**WRITTEN PROBLEM**
Exactly and only the lines from the one with "Practice step: find the distant hill" through the end of the listing are to be transcribed, both ends included.

**EXERCISE MATERIALS**
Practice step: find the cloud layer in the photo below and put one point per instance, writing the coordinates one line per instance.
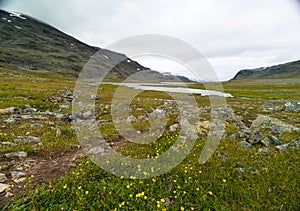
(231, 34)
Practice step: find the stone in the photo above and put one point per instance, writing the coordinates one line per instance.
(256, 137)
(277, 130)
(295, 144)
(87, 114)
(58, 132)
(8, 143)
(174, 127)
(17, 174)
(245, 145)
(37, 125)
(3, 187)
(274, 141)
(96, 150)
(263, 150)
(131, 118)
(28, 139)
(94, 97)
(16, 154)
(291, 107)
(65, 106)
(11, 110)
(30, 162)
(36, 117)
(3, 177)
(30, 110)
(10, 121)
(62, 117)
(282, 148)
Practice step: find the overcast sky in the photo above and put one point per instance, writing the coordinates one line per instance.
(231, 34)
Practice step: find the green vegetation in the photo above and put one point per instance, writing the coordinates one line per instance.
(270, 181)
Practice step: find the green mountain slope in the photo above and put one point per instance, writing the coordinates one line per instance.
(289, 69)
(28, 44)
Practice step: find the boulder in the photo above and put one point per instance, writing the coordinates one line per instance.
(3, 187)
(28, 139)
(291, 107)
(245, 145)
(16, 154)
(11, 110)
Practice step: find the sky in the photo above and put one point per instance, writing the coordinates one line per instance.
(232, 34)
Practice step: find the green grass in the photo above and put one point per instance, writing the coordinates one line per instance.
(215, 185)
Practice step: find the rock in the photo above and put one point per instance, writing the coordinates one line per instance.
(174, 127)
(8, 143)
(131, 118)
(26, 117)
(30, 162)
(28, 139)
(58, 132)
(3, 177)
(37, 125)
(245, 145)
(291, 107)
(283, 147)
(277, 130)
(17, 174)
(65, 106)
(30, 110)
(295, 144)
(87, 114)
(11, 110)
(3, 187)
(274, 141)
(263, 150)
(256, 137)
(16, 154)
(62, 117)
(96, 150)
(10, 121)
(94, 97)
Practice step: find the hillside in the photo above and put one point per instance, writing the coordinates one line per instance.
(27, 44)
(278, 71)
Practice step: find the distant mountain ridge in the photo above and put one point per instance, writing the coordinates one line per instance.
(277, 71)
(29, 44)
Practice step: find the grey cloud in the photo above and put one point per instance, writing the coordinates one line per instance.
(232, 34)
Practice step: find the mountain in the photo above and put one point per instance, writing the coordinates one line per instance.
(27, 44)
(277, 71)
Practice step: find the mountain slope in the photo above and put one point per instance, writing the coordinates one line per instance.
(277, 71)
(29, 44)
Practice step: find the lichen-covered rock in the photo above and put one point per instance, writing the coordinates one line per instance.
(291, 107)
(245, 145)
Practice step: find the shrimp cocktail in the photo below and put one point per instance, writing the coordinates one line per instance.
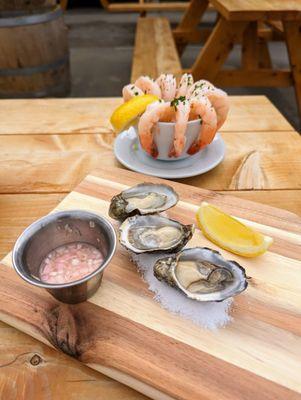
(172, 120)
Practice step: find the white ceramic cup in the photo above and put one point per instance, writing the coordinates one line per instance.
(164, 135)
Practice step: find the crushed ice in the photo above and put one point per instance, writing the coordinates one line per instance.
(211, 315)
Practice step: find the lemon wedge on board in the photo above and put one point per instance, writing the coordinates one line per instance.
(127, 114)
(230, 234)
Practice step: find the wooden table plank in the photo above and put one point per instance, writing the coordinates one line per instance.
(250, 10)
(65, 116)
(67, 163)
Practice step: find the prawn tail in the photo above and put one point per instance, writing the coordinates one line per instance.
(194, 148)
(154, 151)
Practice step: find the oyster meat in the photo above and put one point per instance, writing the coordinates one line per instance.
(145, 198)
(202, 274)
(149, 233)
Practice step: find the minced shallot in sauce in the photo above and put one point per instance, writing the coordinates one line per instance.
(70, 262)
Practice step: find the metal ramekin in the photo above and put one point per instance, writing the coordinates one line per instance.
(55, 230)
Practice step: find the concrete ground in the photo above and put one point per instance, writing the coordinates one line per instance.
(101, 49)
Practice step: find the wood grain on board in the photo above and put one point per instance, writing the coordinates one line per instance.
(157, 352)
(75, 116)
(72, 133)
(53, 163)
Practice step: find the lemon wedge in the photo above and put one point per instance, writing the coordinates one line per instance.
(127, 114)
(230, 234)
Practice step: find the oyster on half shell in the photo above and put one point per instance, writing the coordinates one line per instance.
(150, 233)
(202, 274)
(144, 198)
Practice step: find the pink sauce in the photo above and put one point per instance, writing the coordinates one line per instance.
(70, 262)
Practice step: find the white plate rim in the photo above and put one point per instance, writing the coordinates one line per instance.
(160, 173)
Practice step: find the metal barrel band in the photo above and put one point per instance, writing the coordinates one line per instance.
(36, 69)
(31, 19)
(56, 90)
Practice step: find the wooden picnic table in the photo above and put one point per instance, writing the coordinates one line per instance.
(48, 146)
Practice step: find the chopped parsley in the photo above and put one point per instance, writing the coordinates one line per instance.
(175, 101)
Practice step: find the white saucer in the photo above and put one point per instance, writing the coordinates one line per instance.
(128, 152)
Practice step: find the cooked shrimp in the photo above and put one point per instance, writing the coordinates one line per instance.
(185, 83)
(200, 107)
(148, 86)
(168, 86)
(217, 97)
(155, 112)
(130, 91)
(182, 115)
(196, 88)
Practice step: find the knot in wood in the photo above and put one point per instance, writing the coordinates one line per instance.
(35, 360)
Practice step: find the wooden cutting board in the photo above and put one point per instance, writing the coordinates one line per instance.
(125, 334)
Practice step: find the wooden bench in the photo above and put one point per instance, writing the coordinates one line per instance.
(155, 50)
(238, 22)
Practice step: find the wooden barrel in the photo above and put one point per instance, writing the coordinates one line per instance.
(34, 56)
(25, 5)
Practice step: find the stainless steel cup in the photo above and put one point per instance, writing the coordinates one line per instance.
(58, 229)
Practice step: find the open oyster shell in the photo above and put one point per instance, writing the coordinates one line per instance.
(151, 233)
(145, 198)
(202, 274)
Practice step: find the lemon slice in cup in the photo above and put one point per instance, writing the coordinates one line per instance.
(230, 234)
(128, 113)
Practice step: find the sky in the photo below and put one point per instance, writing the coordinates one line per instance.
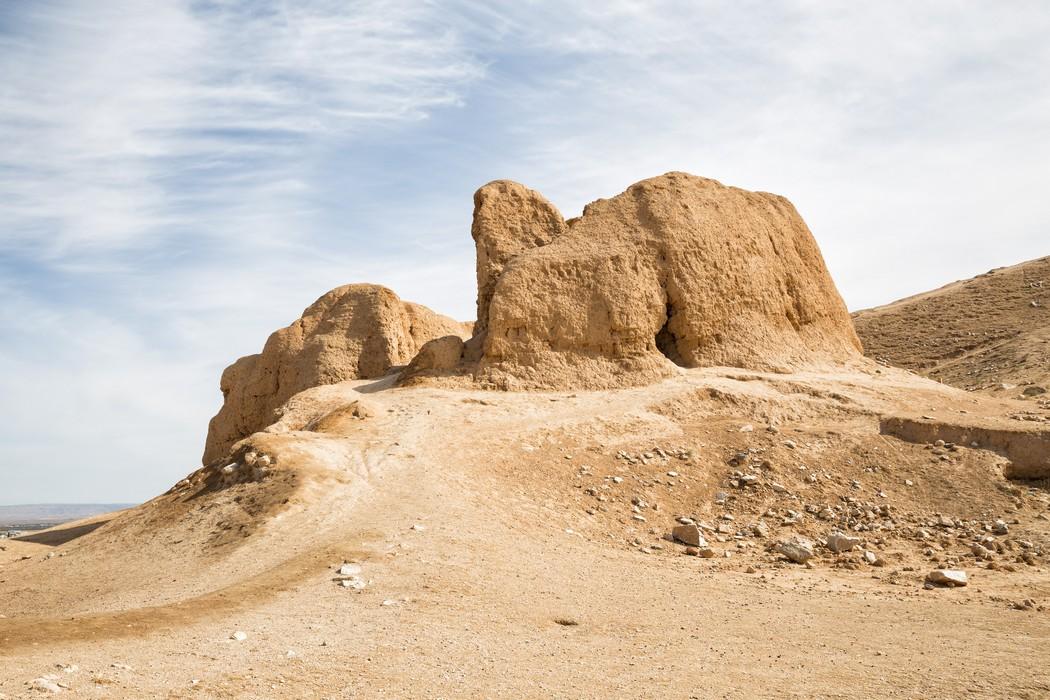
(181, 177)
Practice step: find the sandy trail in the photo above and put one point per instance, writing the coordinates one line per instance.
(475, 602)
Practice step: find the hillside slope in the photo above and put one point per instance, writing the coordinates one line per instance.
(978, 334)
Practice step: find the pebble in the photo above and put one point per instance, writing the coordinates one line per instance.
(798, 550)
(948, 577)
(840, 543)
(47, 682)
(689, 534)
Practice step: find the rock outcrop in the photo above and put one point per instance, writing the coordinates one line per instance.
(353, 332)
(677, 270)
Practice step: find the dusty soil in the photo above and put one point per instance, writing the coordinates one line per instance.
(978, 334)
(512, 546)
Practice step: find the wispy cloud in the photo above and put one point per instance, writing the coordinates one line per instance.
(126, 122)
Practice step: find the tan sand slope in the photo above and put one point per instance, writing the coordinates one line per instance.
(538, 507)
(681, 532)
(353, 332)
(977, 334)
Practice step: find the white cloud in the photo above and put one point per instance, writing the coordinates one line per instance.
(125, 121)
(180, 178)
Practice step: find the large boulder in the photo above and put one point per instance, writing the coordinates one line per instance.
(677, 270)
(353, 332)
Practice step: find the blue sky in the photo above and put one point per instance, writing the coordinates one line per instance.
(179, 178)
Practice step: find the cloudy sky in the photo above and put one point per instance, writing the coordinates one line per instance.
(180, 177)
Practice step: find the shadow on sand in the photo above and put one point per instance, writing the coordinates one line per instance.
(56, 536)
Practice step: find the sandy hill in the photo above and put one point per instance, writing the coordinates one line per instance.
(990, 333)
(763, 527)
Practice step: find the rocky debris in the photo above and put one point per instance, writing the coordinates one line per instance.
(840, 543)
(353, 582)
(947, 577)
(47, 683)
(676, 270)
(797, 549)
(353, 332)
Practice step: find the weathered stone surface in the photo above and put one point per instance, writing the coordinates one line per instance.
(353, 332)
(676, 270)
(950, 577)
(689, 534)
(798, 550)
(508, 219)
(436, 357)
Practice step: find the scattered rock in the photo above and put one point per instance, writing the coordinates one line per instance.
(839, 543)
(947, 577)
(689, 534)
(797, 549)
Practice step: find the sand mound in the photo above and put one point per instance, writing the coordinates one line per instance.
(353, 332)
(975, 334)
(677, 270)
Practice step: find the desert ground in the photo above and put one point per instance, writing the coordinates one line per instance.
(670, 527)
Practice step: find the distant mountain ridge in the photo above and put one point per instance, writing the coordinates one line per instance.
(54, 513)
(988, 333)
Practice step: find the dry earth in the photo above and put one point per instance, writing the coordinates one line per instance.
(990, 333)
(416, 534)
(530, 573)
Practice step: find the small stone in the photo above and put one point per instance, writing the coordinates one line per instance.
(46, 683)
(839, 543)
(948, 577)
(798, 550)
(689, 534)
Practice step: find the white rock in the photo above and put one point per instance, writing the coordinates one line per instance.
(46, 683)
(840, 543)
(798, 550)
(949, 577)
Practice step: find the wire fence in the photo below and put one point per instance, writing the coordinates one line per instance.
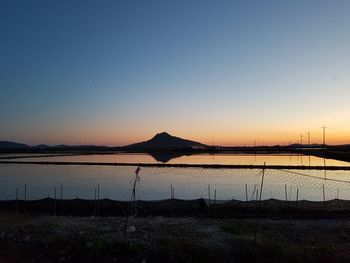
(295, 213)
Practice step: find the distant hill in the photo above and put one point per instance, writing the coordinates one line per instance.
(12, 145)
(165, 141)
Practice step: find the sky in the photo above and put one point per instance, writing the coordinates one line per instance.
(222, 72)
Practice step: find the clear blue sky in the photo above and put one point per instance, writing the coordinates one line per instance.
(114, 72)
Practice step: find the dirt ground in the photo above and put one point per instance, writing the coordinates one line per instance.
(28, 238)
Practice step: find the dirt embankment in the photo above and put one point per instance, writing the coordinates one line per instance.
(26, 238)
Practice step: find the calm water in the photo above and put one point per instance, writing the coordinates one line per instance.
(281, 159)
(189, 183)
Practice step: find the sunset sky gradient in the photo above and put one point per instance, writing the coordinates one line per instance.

**EXERCISE OUTPUT**
Practice step: find the distant hill in the photo above and put one point per instance, writing the coordinates one line per instance.
(12, 145)
(165, 141)
Practice step: find the sky in the photo above and put one point per instance, writing the coordinates one line per instance.
(222, 72)
Practice step: find the clear blue sky in the photo above and put one point per instance, writing the coordinates one line per instance.
(114, 72)
Practice step: find the dirt ground in the photo above and put one point per instance, writing the coordinates one line per instance.
(28, 238)
Practice step: find the dirt embankment in the photo above and put one point per instance, writing the coordinates one line per instance.
(26, 238)
Practice step: find the calm water in the photo above and put one point per instance, writing the coordinates one line per instance.
(281, 159)
(189, 183)
Practice step: find the sunset sky gradient in the photo above and put one point per instance, writing the coordinates one line per instance.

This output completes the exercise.